**Point localization data**
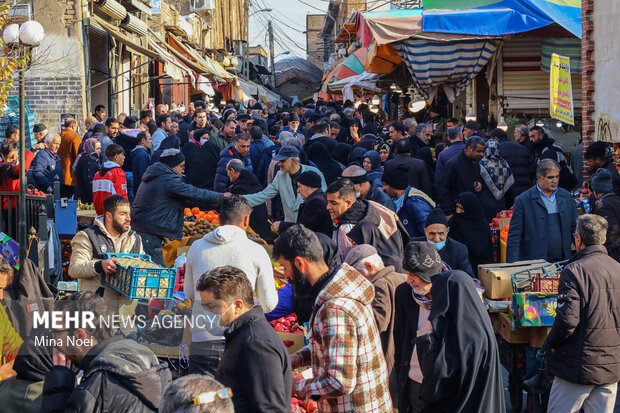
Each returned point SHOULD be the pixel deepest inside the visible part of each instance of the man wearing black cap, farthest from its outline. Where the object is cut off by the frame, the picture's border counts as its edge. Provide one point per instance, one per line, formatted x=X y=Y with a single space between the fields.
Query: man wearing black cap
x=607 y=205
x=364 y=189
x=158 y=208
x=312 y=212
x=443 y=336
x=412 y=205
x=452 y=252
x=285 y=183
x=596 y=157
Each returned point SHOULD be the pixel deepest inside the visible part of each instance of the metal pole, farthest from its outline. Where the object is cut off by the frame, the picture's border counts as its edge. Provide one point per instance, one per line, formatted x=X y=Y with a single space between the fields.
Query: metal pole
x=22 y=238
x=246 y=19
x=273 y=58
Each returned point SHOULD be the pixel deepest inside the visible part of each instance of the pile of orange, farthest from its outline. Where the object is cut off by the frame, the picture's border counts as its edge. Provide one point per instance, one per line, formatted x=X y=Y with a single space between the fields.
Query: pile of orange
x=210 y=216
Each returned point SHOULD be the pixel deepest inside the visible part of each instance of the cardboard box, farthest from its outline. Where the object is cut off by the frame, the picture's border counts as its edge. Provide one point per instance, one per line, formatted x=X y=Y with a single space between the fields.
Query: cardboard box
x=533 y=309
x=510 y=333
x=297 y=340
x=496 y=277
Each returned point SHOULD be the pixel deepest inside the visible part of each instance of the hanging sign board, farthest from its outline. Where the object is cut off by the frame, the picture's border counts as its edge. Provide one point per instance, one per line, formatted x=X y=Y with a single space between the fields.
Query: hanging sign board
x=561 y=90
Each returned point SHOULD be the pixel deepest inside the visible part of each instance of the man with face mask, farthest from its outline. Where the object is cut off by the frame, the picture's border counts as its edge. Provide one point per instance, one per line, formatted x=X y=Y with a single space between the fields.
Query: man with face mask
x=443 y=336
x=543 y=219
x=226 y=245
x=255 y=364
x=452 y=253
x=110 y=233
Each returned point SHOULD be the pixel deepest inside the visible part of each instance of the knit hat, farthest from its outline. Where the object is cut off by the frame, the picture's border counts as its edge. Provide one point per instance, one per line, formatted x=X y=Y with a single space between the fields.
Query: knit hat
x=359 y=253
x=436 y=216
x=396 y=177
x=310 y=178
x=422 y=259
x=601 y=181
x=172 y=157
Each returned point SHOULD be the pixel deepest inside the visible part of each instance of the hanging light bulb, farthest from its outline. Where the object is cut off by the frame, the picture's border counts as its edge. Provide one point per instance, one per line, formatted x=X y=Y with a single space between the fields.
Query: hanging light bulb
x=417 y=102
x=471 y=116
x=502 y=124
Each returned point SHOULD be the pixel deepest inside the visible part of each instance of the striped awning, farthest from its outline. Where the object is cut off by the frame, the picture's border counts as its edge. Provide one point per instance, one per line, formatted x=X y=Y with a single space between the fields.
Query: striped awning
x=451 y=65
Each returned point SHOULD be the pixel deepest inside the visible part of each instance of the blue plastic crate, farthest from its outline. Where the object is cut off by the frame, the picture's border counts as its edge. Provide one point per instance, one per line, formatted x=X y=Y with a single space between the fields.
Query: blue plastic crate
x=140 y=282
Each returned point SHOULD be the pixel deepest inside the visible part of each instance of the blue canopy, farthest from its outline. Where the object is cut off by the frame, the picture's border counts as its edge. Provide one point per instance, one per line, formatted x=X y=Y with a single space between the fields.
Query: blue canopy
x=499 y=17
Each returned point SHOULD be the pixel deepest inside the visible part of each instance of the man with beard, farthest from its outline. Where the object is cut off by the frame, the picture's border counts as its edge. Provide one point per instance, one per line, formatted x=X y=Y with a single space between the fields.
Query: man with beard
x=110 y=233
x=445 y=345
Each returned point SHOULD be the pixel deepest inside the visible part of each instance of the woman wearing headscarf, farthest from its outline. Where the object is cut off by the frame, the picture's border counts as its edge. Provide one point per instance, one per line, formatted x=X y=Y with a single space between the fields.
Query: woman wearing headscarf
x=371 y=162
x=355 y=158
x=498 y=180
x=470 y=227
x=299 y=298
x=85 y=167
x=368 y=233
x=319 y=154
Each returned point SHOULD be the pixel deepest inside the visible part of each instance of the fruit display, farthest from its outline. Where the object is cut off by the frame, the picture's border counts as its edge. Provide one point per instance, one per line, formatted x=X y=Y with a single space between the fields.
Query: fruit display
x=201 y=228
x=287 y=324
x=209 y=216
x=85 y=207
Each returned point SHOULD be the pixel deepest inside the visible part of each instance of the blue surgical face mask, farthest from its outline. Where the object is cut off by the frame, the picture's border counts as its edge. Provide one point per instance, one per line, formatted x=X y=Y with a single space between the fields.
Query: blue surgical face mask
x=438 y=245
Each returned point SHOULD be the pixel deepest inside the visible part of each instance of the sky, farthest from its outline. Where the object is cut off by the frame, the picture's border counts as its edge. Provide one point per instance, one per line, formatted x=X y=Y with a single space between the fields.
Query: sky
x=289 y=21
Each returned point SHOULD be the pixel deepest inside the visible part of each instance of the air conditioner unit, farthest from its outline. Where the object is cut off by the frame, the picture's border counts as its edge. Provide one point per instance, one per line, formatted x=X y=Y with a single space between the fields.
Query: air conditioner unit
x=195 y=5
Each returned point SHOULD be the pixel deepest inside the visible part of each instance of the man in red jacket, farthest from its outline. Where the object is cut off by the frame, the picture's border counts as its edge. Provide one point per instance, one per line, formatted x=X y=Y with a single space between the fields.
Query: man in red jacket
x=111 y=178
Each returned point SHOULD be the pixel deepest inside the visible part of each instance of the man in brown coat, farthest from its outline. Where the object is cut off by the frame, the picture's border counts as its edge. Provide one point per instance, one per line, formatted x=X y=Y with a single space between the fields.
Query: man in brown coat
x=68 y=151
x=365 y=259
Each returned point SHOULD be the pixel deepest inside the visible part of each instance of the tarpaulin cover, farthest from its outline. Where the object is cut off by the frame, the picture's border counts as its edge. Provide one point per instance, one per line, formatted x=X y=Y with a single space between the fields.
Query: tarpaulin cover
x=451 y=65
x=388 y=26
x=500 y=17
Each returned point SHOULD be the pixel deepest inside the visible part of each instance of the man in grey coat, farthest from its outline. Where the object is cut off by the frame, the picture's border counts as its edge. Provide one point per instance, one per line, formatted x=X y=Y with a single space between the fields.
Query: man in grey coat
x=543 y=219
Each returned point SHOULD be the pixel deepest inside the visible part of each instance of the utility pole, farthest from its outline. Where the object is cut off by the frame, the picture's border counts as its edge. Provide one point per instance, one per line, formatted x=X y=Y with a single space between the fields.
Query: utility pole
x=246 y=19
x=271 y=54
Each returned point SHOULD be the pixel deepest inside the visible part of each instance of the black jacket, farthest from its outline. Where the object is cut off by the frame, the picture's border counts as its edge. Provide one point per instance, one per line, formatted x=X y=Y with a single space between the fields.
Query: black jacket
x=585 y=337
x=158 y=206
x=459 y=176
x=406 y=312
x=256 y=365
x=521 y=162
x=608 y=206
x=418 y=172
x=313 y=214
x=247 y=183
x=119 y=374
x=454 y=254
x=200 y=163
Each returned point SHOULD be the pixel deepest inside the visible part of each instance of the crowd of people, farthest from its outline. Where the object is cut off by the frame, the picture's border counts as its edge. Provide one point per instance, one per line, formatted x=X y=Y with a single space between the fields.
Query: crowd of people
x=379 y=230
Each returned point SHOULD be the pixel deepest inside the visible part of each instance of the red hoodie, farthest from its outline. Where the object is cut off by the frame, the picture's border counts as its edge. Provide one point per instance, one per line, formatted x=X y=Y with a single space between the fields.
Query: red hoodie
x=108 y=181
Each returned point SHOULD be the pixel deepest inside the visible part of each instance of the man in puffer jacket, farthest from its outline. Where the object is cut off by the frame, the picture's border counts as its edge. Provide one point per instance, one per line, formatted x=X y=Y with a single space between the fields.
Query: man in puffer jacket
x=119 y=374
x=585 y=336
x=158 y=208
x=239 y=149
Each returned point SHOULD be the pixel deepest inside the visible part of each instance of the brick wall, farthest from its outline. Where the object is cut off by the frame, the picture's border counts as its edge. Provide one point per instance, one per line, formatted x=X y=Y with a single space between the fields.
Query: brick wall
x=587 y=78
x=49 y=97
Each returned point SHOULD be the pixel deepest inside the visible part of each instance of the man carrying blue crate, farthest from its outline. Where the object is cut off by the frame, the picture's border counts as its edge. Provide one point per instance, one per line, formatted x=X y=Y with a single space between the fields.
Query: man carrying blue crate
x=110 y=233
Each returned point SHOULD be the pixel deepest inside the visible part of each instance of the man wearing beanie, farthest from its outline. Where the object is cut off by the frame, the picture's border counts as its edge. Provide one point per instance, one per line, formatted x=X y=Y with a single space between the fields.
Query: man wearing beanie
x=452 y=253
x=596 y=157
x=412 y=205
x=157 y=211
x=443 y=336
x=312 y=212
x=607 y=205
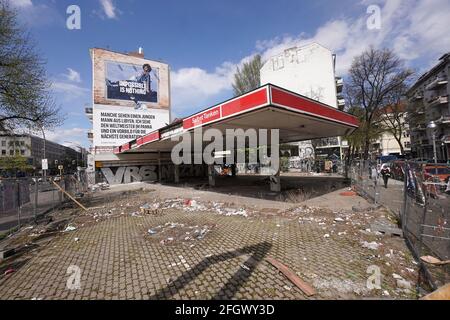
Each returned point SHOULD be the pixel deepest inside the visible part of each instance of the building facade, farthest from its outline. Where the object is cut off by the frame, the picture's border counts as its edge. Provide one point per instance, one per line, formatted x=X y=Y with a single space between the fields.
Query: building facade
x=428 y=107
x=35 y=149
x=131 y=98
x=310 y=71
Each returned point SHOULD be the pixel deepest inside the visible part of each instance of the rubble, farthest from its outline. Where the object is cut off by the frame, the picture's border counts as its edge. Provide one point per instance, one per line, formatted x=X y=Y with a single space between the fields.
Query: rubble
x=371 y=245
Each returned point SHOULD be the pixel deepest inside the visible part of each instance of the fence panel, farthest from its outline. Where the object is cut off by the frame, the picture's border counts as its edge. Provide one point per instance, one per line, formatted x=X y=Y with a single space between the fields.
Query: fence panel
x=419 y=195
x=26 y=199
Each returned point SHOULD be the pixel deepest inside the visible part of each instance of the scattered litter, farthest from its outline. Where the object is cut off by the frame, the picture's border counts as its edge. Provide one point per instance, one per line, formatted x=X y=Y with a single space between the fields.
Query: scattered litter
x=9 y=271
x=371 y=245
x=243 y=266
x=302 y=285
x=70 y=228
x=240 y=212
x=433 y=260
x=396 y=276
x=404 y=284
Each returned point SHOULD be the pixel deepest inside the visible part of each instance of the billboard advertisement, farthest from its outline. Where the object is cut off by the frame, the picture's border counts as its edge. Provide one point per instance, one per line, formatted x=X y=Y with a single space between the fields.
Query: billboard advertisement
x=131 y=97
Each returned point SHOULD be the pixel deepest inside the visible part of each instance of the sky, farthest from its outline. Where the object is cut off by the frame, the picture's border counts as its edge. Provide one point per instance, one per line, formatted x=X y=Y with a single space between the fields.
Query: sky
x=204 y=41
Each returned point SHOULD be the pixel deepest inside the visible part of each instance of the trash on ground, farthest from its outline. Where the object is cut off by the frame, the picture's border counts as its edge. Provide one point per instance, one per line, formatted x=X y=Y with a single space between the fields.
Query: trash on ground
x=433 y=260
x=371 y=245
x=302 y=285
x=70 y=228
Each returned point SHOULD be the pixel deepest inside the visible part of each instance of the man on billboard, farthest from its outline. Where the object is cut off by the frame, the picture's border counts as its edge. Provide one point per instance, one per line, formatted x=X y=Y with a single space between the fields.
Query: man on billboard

**EXERCISE REQUIREMENTS**
Each line from the one containing "on billboard, farthest" to the final line above should be written out exactly; please omit the others.

**EXERCISE RESULT**
Each returned point SHOULD be the pixel deepest inside the visible part of each instance of the man on billboard, farthest from its outline. Where the object is cut off by the frame, the picture's border counts as its edge. Provide one point per instance, one per line, formatted x=X y=Y with a single space between the fields.
Query: man on billboard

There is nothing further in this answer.